[Region pointing data]

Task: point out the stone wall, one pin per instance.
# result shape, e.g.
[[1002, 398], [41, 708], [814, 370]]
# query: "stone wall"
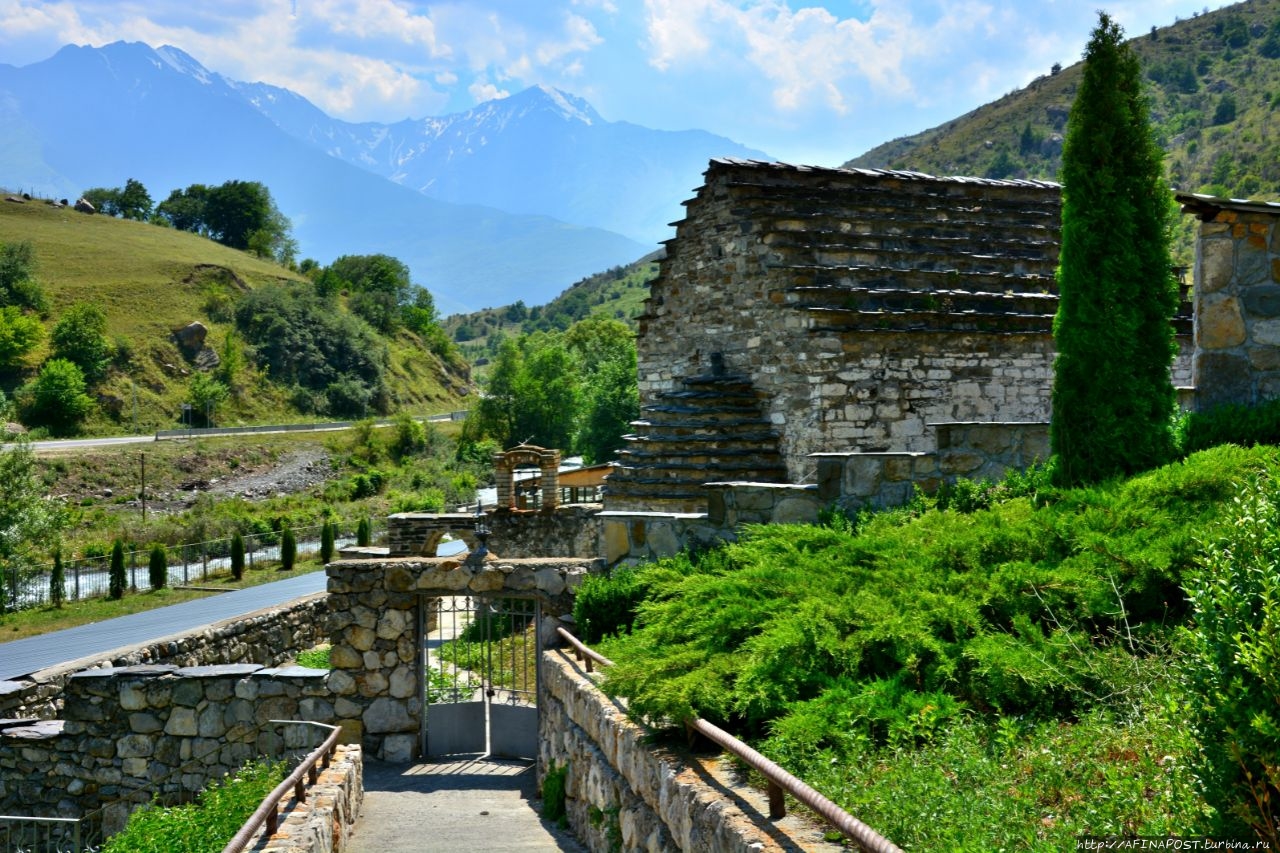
[[1238, 300], [560, 532], [859, 305], [268, 637], [375, 653], [132, 733], [323, 824], [625, 794]]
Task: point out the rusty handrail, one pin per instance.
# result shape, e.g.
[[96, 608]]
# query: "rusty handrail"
[[778, 779], [268, 811]]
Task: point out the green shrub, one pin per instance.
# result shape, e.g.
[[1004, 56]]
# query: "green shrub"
[[56, 580], [205, 826], [237, 556], [1230, 424], [158, 566], [117, 580], [1234, 675], [327, 542], [288, 548], [556, 793]]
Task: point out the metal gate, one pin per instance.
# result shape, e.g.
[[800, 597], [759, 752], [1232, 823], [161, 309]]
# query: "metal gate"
[[480, 685]]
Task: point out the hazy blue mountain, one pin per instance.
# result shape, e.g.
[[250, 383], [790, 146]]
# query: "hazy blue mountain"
[[539, 151], [95, 117]]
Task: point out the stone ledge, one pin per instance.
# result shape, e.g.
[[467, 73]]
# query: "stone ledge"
[[323, 824]]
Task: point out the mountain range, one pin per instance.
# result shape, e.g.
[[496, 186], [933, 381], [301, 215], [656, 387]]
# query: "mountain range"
[[512, 200]]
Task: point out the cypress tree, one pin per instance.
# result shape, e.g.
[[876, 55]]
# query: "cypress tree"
[[237, 556], [158, 568], [288, 548], [327, 537], [56, 580], [1112, 393], [117, 580]]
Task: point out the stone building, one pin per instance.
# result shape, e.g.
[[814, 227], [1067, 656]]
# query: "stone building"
[[804, 310]]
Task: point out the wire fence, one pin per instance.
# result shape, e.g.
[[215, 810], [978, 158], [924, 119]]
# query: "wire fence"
[[187, 564]]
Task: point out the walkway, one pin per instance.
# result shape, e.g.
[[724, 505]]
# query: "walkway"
[[33, 653], [470, 806]]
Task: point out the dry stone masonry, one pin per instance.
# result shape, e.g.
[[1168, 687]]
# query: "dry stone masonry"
[[804, 310], [1237, 300]]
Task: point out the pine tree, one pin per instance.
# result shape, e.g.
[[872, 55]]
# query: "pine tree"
[[117, 579], [327, 537], [1112, 393], [58, 580], [237, 556], [158, 566], [288, 550]]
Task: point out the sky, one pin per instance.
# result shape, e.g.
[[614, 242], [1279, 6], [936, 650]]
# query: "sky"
[[805, 81]]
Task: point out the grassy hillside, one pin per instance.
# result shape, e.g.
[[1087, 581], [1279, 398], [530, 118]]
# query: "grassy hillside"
[[151, 281], [1215, 92], [618, 292]]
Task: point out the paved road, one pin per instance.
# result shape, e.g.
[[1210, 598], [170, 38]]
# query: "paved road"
[[31, 655], [470, 806]]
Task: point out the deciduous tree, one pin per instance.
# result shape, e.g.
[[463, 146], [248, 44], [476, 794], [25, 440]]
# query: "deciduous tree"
[[1112, 393]]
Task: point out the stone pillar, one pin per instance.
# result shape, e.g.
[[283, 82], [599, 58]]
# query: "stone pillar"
[[1237, 306]]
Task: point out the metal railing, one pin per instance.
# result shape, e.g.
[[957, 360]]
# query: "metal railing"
[[268, 813], [778, 780], [19, 834]]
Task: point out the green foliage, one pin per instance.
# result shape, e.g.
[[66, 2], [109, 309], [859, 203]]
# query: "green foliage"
[[80, 337], [1234, 671], [205, 393], [237, 556], [315, 658], [1112, 395], [28, 518], [56, 397], [556, 792], [18, 284], [158, 566], [327, 541], [288, 550], [18, 334], [606, 605], [300, 340], [58, 580], [1004, 665], [204, 826], [117, 579], [1230, 424]]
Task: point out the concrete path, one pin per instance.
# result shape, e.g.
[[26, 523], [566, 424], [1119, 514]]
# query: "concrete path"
[[470, 806], [33, 653]]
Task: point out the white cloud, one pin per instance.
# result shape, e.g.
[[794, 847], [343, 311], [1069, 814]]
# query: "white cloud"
[[487, 91]]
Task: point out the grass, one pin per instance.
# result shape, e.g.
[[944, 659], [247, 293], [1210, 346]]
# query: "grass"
[[151, 281], [44, 620]]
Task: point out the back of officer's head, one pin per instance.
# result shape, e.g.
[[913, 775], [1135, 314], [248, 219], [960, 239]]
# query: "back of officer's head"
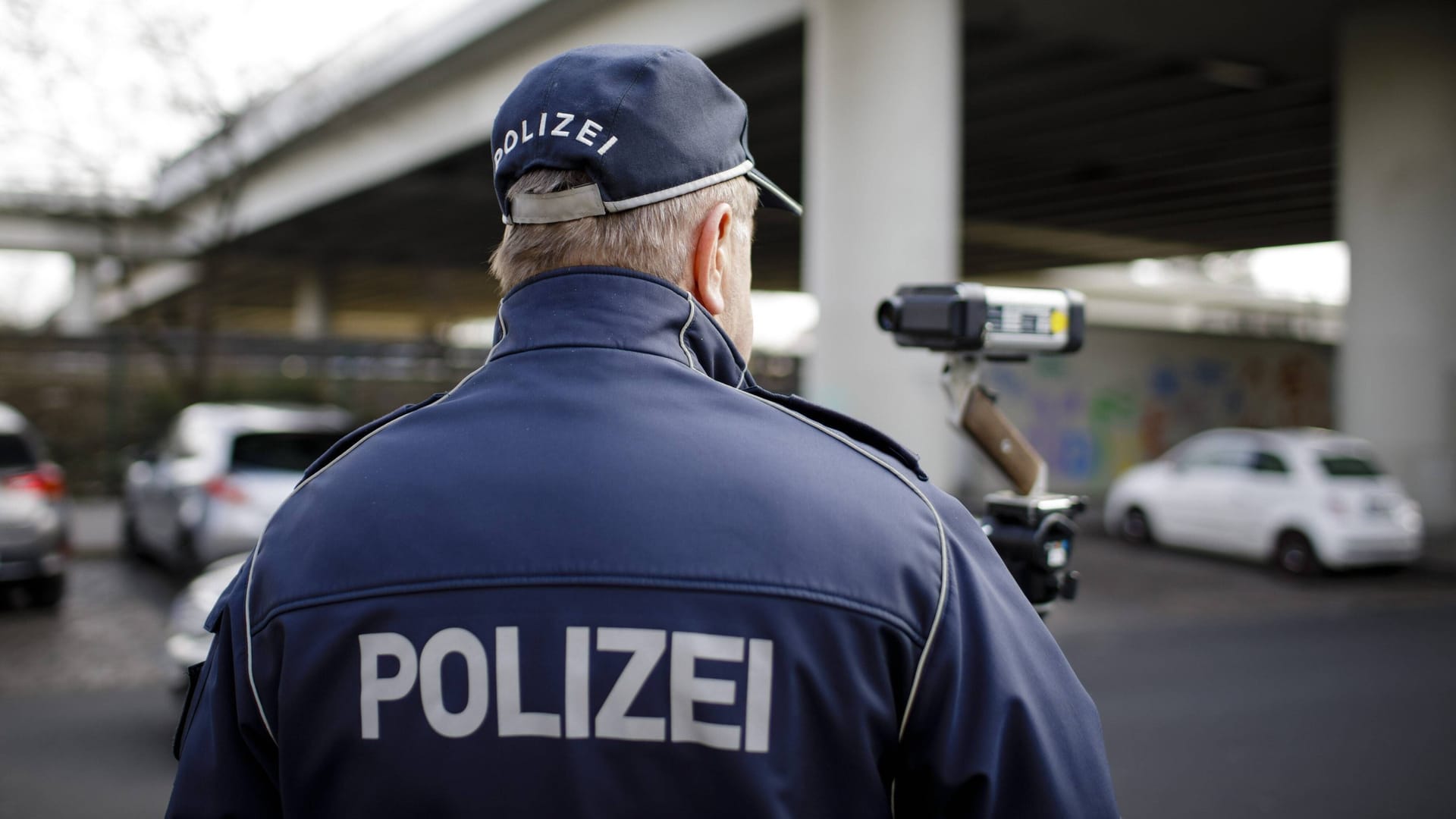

- [What needs to be done] Please repeat each record above precisely, with the pictures left out.

- [Written solution]
Task: point out the stone wall, one pin per instance.
# result shape, e.g.
[[1002, 398], [41, 708], [814, 370]]
# query: "stone wall"
[[1238, 300], [560, 532], [859, 305], [268, 637], [375, 653], [132, 733], [323, 824], [625, 794]]
Task: point out the rusty handrail, one pin per instance.
# result shape, e.g.
[[96, 608]]
# query: "rusty handrail"
[[778, 779], [268, 811]]
Task: point out the green shrub, one pin per instance.
# result shape, e.g.
[[1004, 56]]
# query: "green shrub"
[[56, 580], [205, 826], [237, 556], [1230, 424], [158, 566], [117, 580], [1234, 675], [327, 542], [288, 548], [556, 793]]
Task: point out the metal gate, one pin per instance.
# result shape, e.g.
[[800, 597], [759, 752], [1232, 823], [161, 309]]
# query: "metal gate"
[[480, 685]]
Task: point out the hazy blue mountain, one pin per instance.
# result shape, e.g.
[[250, 383], [790, 146]]
# query: "hazy blue mountain"
[[539, 151], [95, 117]]
Task: point out the stone ledge, one pin per instance.
# result shape, e.g.
[[467, 73]]
# query: "stone ledge"
[[323, 824]]
Task: point out the mountain range, one pin per instance.
# result shape, e.g.
[[496, 186], [933, 381], [301, 215], [656, 387]]
# query: "mountain range"
[[512, 200]]
Task: point out the cypress tree, one pin per instance.
# result shape, e.g.
[[876, 55]]
# query: "cypress tree"
[[237, 556], [158, 568], [288, 548], [327, 537], [56, 580], [1112, 393], [117, 580]]
Task: point out the stone building, one pin per instance.
# result shape, e.g.
[[814, 227], [1067, 656]]
# query: "stone building"
[[804, 310]]
Task: point out the wire fence, one pin per instance.
# result shape, e.g.
[[215, 810], [978, 158], [924, 119]]
# query: "wire fence"
[[187, 564]]
Task: point out the walkway, one pin per instance.
# result shape, e.g.
[[724, 505]]
# query: "walkway"
[[33, 653], [470, 806]]
Task: point out the dry stone masonry, one pin per instance.
# result shape, e.g.
[[1168, 687]]
# query: "dry stone masonry"
[[804, 310], [1237, 300]]
Task: point out the pine tree, one pin per instance.
# result shape, e.g.
[[872, 55]]
# query: "pine tree"
[[117, 579], [327, 537], [1112, 393], [58, 580], [237, 556], [158, 566], [288, 550]]
Task: point out the sky, one pin per instance.
# result shape, e.g.
[[614, 242], [1279, 6], [936, 650]]
# query: "sky"
[[805, 81]]
Task: point out the grassy hillside, one pin per instance.
# result shape, e.g.
[[1087, 581], [1279, 398], [530, 118]]
# query: "grassy hillside"
[[151, 281], [1215, 92], [618, 292]]
Task: point out the paved road, one pin per instance.
# result shape, e.g.
[[1210, 598], [170, 38]]
# query: "paved road"
[[31, 655], [470, 806]]
Task: point out the deciduous tree, one pin per instance.
# result shape, e.g.
[[463, 146], [248, 44], [476, 794], [25, 440]]
# query: "deciduous tree"
[[1112, 393]]
Task: point out the stone pillar, one pin per instance.
# result shape, e.g.
[[283, 82], [599, 58]]
# query: "stone pillar"
[[1237, 306]]
Task: point out the metal railing, one pin per instance.
# result shape, e.g.
[[957, 360]]
# query: "metal railing"
[[268, 813], [778, 780], [19, 834]]
Task: point out the green foliage, one pin per instance.
# result shape, e.g.
[[66, 2], [109, 309], [859, 203]]
# query: "green foliage"
[[80, 337], [1234, 671], [205, 393], [237, 556], [315, 658], [1112, 395], [28, 518], [56, 397], [556, 792], [18, 284], [158, 566], [327, 541], [288, 550], [18, 334], [606, 605], [300, 340], [58, 580], [1004, 665], [204, 826], [117, 579], [1230, 424]]
Task: point out the concrete path, one pin per instance.
# result shape, e.g.
[[26, 523], [566, 424], [1119, 514]]
# query: "concrete path"
[[470, 806], [33, 653]]
Task: point out the white cloud, one pin per instance.
# result shape, e.g.
[[794, 847], [343, 311], [1069, 814]]
# query: "white cloud"
[[487, 91]]
Task: point out the grass, one pin per instance.
# result shape, e.g.
[[944, 659], [247, 293], [1210, 346]]
# query: "grass"
[[151, 281], [44, 620]]
Task: point out the back of officer's head, one pin per instance.
# result shape, e.g.
[[913, 775], [1135, 314], [248, 219], [960, 239]]
# query: "back of officer's head"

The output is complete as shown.